[What is asked] Your task is to extract every line from the material below exactly.

(begin)

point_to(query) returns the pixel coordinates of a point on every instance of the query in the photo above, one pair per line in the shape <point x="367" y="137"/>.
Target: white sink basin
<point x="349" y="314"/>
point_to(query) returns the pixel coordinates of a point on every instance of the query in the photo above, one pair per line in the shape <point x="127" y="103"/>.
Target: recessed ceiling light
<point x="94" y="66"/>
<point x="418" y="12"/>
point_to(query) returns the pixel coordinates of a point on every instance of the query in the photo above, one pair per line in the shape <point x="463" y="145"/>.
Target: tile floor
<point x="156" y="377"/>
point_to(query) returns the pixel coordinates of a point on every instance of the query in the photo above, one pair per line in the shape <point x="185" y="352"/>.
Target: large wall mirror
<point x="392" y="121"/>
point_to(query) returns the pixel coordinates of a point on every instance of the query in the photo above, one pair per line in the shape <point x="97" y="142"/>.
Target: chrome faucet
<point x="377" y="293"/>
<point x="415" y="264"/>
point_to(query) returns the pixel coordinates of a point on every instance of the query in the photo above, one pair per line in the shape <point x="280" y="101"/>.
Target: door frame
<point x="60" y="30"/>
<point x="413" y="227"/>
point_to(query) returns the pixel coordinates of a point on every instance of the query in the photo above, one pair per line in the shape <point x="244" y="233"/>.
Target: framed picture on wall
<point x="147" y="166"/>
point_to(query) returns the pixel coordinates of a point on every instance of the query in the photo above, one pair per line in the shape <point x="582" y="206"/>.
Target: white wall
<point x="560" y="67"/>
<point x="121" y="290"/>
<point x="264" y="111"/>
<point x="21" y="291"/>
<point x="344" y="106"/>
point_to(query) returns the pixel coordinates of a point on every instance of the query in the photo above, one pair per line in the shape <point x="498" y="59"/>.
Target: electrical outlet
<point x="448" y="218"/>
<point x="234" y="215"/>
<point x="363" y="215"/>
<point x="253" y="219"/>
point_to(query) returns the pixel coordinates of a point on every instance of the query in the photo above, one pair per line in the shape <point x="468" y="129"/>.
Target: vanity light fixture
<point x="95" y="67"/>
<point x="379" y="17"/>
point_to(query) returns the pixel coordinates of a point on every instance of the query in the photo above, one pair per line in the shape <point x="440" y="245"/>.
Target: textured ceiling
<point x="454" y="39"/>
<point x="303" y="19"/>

(end)

[Finished task]
point_to(query) returns the pixel coordinates of a point on every instance of the query in the photo above, one pair per line in the shape <point x="367" y="137"/>.
Target: white sink basin
<point x="349" y="314"/>
point_to(query) returns the pixel coordinates of a point on every instance of the query in the photo above, one pair per line in the shape <point x="127" y="103"/>.
Target: recessed ceiling light
<point x="94" y="66"/>
<point x="418" y="12"/>
point_to(query) returns the pixel coordinates of a point on every instance of the query in the photo above, one pair per line in the shape <point x="463" y="145"/>.
Target: tile floor
<point x="156" y="377"/>
point_to(query) returns the pixel coordinates of a point on every instance of the query in the photo above, one pair per line in the shape <point x="185" y="352"/>.
Target: large wall mirror
<point x="392" y="121"/>
point_to(query) returns the pixel coordinates of a point on every instance of the query in the photo above, one pair per line in the shape <point x="97" y="142"/>.
Target: chrome faucet
<point x="377" y="293"/>
<point x="415" y="264"/>
point_to(query) returns the pixel coordinates of a point on every instance of the query in the photo above, one pair per line in the shape <point x="280" y="101"/>.
Target: door frame
<point x="60" y="30"/>
<point x="413" y="227"/>
point_to(query) returns the pixel coordinates of a point on every instance of the query in the photo above, one pair per line in the shape <point x="244" y="233"/>.
Target: framed picture on wall
<point x="147" y="166"/>
point_to(query) returns the pixel coordinates of a point on every instance of the query in the photo above, one pair per line in the shape <point x="582" y="206"/>.
Target: white wall
<point x="560" y="67"/>
<point x="121" y="290"/>
<point x="264" y="111"/>
<point x="21" y="291"/>
<point x="344" y="106"/>
point_to(query) returns the pixel coordinates of a point on every instance of the query in the photo above, one pair per line in the shape <point x="498" y="59"/>.
Target: electrical outlet
<point x="448" y="218"/>
<point x="234" y="215"/>
<point x="363" y="215"/>
<point x="253" y="219"/>
point_to(query) returns the pixel coordinates of a point on every instance of the query in the photo above, one pair per line in the shape <point x="468" y="129"/>.
Target: vanity light fixture
<point x="95" y="67"/>
<point x="379" y="17"/>
point_to(query) returns the pixel coordinates of a point on every instance of the query in the photo above, one pair per line in the shape <point x="440" y="245"/>.
Target: textured ceiling
<point x="454" y="39"/>
<point x="303" y="19"/>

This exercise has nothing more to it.